> [TO DO]: Please reproduce the following items word for word, covering every one of them.

====================

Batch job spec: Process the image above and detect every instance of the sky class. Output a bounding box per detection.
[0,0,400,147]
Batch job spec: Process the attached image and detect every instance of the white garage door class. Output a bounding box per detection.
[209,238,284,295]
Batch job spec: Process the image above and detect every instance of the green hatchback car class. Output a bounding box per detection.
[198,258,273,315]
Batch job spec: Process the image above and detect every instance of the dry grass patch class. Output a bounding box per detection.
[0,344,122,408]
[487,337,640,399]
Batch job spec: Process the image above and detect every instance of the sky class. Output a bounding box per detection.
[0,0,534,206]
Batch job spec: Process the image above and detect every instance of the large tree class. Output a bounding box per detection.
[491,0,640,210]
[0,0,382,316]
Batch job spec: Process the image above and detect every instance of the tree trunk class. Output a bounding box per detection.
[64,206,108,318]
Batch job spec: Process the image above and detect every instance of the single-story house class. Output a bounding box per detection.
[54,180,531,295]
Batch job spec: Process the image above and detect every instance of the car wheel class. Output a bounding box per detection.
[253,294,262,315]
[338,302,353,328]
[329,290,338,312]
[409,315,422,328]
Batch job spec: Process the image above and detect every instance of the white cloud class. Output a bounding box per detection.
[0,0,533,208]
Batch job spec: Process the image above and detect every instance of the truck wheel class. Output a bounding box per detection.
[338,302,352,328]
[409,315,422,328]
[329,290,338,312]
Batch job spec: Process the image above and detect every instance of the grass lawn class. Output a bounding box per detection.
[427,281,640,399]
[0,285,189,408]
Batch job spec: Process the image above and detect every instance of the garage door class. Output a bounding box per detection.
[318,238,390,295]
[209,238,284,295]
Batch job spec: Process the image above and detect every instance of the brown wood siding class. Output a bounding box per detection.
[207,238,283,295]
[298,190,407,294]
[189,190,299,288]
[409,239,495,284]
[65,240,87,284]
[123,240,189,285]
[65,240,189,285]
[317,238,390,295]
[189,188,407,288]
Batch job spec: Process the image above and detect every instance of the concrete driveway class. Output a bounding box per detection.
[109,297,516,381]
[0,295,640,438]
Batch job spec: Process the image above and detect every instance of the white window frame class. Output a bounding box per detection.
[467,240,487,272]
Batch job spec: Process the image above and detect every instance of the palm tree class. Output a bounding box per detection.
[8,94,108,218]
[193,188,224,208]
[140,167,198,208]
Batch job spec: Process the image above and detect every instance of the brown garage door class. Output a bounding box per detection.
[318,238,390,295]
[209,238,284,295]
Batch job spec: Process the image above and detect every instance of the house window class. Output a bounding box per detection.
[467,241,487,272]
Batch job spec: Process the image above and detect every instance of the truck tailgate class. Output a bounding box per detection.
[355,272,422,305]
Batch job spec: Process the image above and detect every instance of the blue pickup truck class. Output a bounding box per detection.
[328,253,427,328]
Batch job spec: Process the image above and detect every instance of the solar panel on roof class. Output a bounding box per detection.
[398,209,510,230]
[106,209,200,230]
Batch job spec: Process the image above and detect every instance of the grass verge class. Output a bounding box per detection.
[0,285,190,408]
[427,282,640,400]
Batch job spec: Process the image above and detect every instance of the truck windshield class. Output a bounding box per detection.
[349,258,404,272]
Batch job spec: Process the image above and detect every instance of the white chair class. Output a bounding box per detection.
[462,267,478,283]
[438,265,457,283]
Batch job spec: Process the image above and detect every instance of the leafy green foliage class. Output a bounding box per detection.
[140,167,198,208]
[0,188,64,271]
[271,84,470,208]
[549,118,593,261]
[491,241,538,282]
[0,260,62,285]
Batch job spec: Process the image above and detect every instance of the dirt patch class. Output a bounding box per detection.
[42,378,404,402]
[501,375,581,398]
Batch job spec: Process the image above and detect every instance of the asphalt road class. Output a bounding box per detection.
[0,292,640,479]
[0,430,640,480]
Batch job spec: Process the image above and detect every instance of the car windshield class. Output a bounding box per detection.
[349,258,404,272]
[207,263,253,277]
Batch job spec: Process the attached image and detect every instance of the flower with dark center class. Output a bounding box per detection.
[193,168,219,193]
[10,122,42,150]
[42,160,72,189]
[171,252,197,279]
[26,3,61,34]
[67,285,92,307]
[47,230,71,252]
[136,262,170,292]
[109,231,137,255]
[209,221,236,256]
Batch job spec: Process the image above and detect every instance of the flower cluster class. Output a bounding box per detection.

====================

> [SOLVED PROBLEM]:
Batch job spec: Process the image above and detect every instance of the sky class. Output a bounding box per detection.
[0,0,400,147]
Batch job spec: Process the attached image and detect every instance of the white garage door class. Output a bounding box per detection.
[209,238,284,295]
Batch job spec: Process the image above and detect every instance of the green hatchback car class. Output a bounding box per detection.
[198,258,273,315]
Batch job spec: Process the image above and detect every instance of the dry grass patch class. Output a bounding box per detection.
[0,344,122,408]
[487,337,640,399]
Batch job spec: Process the image above and detect every instance of the sky class. Output a bounding box per detection.
[0,0,534,206]
Batch job spec: Process the image above and detect every instance of the large tree class. Output a bounding box per detection.
[491,0,640,210]
[0,0,382,316]
Batch job spec: Process the image above and detect every instance of the tree trunk class. Output a bounding box per detection.
[64,206,108,318]
Batch job spec: Process the image above and detect every instance of the single-story house class. Output a bounding box per detection.
[54,180,531,295]
Batch job spec: Process the image above and detect every instance of the car wheel class. Output a bounding box per detection.
[253,294,262,315]
[338,302,353,328]
[329,290,338,312]
[409,315,422,328]
Batch job spec: Process the image above and detect every instance of the white cloud class. Output a bounding box per detection.
[0,0,533,208]
Batch job spec: Process the image above and detect every instance of the truck wheel class. Output a bounding box per detection.
[338,302,352,328]
[409,315,422,328]
[329,290,338,312]
Batch job spec: Process the image above and detect every instance of the grass lawn class. Output a bounding box per detection.
[427,281,640,399]
[0,285,189,408]
Batch job spec: Process the image above and detect every instance of the garage door class. Output a bounding box per detection.
[318,238,390,295]
[209,238,284,295]
Batch job spec: Process the image above and detect every instance of the brown wood siding class. Output a bounding box per detection.
[207,238,283,295]
[298,190,407,294]
[189,190,299,288]
[409,239,495,284]
[65,240,87,284]
[123,240,189,285]
[65,240,189,285]
[317,238,390,295]
[189,188,407,288]
Batch job spec: Process the image above and detect every instance of the concrete driveway class. Output a bounding box per detection.
[109,297,516,381]
[0,295,640,438]
Batch job spec: Process the image above and detect every instance of the white window frame class. Output a bounding box per detection.
[467,240,487,272]
Batch job spec: Process the image above and detect every instance of the palm tree class. Output a bounding box per detection.
[8,94,108,218]
[193,188,224,208]
[140,167,198,208]
Batch job spec: Process the image above and detect every instance of the brown garage door class. Output a bounding box per detection.
[318,238,390,295]
[209,238,284,295]
Batch job spec: Process the image above and detect every instance of the house window class. Output a bounding box per detection.
[467,241,487,272]
Batch job spec: Process the image above and detect every instance of the truck tailgate class. Output a bounding box per detection.
[355,272,422,305]
Batch job spec: Process the image above and detect every instance of the blue pickup truck class. Output a bounding box per detection.
[328,253,427,328]
Batch job spec: Process the image above and detect every instance of the solar panel on roof class. Output a bounding box per detection.
[398,209,510,230]
[106,209,200,230]
Batch job spec: Process the image above and detect every instance of the grass verge class. Output a bounding box per detection.
[0,285,190,408]
[427,282,640,400]
Batch job spec: Process the image above and detect every instance of the truck windshield class. Output a bounding box per detection.
[349,258,404,272]
Batch job spec: Process the image above and detect every instance of the white chair class. Output a bounding box per detection.
[462,267,478,283]
[438,265,457,283]
Batch job spec: Process the image above and detect every instance of the leafy green foliage class. Output a bounding box per detection.
[140,167,198,208]
[0,188,64,271]
[271,84,470,208]
[549,118,593,261]
[491,241,538,282]
[0,260,62,285]
Batch job spec: Process the image above and detect every instance of the dirt patch class. Output a bounding box per detection.
[42,378,404,402]
[501,375,581,398]
Batch job spec: Process the image above and detect every instance of the asphalt road class. Output a bounding box per detection.
[0,292,640,479]
[0,430,640,480]
Batch job spec: Process the image above and detect every instance of the car windshield class. Output a bounding box per detection.
[349,258,404,272]
[207,263,253,277]
Batch job spec: Process the attached image and detect every instance of the flower with dark center class. Output a bounding box per detection.
[193,168,219,193]
[10,122,42,150]
[42,160,72,189]
[171,252,197,279]
[26,3,61,34]
[67,285,92,307]
[47,230,71,252]
[136,262,170,292]
[109,231,137,255]
[209,221,236,256]
Batch job spec: Process the image above and detect every instance of the flower cluster class. Output a bounding box per detection.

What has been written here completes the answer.